## TASK GOAL
From the biotech stocks article, list every number given for the Amex Biotechnology Index, and say what each one measures.

## READING PASSAGE
For the biotech sector, it feels like late September.

Battered biotech stocks are revisiting the lows last seen in the weeks after the terrorist attacks in New York and Washington, D.C. And like those pessimistic times, there are few biotech traders on Wall Street willing to step up and buy.

But on a brighter note, there were good signals Friday that the sector might be hitting a bottom, observers say. So when do biotech stocks start rising in a significant way? Unfortunately, that's a question few are brave enough to answer.

"When it's raining outside for as long as it has, it's hard to think about seeing the sun tomorrow," says Jon Alsenas, fund manager at ING Furman Selz Asset Management, summing up the doldrums gripping normally buoyant biotech investors these days.

Real numbers bear witness to the troubles. The bellwether Amex Biotechnology Index slumped Friday to an intraday low of 423.44, a level not seen since the opening of trading post-Sept. 11. A small recovery was staged at midday, but it petered out at the end of the day. The index closed Friday at 428.94, which dropped it 11% for the week and 25% for the year.

Friday is certainly a day diehard biotech investors want to forget, but a recap of the carnage is instructive to understand what might lie ahead. The day actually opened with some optimism because Amgen ( AMGN), on Thursday night, capped off what was a mediocre biotech earnings season with a relatively strong report, including a bullish boost in guidance for sales growth.

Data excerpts
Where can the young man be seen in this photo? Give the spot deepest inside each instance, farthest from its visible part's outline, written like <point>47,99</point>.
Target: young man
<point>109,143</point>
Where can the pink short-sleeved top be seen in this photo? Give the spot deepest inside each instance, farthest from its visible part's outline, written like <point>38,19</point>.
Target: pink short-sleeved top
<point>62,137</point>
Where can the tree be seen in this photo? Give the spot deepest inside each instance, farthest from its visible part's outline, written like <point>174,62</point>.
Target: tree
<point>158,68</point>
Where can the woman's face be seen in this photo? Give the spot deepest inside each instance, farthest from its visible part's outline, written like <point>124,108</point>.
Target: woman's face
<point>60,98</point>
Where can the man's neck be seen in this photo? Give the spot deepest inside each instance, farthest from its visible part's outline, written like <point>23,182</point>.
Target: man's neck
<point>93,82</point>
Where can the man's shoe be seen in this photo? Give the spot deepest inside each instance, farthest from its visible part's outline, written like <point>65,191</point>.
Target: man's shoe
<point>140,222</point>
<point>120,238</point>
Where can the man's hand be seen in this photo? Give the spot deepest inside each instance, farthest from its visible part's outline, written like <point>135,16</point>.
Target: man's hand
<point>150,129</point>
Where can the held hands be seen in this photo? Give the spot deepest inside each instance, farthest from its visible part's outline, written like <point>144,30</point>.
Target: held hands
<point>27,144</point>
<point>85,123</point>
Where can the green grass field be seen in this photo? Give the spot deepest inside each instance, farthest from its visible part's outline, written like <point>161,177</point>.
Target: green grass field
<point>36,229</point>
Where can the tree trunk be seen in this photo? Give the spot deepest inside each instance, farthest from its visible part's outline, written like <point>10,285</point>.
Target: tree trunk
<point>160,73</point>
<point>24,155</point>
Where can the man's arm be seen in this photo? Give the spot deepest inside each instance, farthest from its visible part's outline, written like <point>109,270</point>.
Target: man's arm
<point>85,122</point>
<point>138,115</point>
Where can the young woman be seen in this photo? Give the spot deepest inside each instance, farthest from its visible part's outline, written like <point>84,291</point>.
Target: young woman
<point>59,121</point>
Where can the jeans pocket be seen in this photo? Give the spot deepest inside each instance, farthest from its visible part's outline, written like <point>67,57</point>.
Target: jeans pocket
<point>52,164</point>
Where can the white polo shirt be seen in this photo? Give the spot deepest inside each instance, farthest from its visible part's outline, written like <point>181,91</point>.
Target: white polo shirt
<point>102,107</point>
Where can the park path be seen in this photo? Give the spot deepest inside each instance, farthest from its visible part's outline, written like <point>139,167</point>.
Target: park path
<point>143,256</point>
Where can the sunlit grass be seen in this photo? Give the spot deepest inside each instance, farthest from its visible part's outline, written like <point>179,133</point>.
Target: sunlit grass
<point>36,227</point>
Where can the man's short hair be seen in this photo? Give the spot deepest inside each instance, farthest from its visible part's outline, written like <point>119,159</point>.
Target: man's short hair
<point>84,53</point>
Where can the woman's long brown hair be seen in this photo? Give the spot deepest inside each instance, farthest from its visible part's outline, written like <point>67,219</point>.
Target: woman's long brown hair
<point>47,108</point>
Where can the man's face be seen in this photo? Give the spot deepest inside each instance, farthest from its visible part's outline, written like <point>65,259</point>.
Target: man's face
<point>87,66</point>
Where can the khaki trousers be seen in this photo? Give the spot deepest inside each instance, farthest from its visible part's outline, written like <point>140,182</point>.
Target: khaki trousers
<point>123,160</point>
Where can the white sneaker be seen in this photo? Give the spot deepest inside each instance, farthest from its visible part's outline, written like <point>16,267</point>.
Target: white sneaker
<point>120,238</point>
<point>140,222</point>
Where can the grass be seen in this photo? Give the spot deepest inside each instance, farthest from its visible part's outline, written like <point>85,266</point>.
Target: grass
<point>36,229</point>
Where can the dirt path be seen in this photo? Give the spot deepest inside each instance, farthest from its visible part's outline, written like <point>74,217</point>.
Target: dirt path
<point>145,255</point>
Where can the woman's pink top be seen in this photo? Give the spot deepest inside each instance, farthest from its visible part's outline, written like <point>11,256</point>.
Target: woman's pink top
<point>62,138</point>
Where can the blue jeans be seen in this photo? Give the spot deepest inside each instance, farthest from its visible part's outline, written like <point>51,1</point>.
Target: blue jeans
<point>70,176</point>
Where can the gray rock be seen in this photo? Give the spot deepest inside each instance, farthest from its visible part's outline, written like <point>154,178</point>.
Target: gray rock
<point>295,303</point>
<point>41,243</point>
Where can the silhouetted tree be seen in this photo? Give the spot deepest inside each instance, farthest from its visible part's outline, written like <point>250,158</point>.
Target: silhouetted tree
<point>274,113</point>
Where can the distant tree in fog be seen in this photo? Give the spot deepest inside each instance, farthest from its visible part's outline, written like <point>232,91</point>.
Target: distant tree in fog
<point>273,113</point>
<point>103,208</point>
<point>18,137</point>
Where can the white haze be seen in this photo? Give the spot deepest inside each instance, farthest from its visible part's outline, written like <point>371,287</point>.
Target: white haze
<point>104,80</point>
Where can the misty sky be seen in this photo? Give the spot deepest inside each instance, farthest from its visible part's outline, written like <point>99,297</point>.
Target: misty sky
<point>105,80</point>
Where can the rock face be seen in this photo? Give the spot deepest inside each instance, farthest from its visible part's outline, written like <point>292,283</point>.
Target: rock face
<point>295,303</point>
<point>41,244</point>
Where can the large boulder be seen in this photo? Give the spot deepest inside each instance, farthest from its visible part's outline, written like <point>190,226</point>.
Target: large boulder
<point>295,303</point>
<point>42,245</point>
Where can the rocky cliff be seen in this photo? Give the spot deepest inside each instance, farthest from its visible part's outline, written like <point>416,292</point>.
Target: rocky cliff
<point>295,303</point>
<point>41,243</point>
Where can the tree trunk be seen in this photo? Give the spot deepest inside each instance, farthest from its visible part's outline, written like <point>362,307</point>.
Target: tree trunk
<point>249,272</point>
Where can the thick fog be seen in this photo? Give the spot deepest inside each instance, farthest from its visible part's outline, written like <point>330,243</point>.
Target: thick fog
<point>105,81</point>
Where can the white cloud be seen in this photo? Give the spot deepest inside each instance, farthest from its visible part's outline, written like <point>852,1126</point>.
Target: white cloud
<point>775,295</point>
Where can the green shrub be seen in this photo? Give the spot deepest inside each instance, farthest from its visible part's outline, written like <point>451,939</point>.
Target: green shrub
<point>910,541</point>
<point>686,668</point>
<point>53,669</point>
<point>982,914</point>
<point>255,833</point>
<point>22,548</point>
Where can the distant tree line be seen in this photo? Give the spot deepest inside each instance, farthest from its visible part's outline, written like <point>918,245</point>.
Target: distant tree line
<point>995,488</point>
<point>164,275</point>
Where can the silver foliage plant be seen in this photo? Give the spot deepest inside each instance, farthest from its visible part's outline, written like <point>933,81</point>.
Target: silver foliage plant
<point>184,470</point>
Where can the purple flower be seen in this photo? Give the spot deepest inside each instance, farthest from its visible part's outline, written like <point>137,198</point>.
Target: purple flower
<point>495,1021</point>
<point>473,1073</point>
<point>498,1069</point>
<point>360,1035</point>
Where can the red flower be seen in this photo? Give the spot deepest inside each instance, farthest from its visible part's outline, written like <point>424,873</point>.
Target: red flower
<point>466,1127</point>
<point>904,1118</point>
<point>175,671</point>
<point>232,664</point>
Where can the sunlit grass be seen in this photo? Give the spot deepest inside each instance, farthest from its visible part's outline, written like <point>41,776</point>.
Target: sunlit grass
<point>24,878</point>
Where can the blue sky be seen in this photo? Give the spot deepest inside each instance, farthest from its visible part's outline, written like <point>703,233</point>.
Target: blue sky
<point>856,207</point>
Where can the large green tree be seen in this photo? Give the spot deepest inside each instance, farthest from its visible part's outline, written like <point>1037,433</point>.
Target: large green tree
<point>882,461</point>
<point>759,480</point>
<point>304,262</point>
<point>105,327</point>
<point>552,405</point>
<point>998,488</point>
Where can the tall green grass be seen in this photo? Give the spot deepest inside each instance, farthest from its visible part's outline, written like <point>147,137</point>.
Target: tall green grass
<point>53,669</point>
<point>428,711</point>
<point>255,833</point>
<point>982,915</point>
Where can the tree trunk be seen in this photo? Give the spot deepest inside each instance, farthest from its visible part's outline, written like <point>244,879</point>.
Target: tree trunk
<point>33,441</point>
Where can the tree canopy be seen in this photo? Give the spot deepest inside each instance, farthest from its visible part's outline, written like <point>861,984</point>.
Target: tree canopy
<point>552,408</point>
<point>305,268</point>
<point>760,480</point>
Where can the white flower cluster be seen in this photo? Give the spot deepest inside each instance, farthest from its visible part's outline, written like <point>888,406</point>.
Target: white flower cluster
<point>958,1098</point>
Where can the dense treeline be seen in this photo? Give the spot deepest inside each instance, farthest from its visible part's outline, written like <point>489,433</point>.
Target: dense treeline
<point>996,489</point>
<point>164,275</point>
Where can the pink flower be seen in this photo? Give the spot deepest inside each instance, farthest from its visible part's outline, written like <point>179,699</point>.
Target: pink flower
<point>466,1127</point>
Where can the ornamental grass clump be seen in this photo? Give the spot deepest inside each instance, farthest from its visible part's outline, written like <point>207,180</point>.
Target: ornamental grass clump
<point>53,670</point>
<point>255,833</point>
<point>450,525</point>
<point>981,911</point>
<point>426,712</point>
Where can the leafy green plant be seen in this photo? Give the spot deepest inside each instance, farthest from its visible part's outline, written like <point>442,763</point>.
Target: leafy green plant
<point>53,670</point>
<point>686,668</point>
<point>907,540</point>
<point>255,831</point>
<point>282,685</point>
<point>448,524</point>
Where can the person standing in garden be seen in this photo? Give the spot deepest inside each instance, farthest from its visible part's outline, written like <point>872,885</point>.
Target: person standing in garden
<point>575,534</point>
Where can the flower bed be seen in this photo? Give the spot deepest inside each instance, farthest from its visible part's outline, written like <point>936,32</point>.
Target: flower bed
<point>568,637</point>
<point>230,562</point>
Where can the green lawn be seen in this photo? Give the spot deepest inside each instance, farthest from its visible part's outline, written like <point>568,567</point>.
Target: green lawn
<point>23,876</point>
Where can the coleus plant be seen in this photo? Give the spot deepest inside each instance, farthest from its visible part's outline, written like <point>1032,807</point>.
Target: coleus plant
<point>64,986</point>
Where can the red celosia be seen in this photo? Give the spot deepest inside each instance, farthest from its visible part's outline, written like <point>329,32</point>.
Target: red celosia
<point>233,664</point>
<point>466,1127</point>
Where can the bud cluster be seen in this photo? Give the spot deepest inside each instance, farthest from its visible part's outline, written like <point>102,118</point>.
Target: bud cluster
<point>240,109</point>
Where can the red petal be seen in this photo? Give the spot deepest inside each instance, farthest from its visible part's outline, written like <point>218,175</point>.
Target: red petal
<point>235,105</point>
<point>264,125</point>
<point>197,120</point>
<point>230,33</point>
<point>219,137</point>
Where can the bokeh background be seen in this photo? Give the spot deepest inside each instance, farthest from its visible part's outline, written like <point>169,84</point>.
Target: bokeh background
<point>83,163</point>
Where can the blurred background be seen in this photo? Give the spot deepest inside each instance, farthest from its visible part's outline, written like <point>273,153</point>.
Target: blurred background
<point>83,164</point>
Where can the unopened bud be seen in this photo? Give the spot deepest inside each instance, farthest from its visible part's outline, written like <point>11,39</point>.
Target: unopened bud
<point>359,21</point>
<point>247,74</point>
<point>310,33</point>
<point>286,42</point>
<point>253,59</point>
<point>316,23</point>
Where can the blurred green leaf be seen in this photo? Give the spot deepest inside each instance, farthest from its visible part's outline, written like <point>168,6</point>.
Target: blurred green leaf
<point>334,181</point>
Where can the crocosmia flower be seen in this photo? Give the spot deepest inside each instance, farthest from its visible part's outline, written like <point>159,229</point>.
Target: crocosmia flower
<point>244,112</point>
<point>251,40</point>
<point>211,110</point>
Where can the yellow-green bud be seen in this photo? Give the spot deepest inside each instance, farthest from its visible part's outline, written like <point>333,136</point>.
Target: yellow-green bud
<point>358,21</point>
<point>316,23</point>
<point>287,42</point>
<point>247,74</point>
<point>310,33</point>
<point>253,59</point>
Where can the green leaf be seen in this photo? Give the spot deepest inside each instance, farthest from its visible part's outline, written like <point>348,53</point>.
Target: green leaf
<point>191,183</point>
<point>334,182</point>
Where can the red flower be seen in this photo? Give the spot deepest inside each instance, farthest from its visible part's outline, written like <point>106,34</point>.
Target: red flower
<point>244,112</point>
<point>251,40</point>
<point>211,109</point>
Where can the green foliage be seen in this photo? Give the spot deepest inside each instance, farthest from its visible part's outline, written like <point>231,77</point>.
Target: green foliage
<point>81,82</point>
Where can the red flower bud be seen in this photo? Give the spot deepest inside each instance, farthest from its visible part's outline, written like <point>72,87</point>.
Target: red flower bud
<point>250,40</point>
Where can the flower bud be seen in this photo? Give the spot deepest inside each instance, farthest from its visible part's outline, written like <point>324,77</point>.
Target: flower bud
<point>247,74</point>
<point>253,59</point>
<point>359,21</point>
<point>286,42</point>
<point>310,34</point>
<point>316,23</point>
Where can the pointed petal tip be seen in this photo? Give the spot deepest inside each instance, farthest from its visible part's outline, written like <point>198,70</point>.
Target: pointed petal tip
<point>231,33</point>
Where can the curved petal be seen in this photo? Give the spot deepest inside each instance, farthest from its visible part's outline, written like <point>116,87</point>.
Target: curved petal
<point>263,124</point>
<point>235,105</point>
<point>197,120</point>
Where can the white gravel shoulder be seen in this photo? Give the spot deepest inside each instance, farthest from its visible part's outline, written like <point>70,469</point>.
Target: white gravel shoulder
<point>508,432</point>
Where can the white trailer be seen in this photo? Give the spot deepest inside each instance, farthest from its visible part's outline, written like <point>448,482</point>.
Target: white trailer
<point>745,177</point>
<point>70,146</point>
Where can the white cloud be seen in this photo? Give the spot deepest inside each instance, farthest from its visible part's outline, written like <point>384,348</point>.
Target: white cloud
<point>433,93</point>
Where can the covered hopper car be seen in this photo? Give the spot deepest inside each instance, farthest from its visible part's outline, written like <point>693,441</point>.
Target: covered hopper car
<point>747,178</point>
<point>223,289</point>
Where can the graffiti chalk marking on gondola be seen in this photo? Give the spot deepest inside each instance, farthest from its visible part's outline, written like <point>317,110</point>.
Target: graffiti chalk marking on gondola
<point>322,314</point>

## WRITTEN SOLUTION
- 423.44: the index's intraday low on Friday
- 428.94: where the index closed on Friday
- 11%: the index's drop for the week
- 25%: the index's drop for the year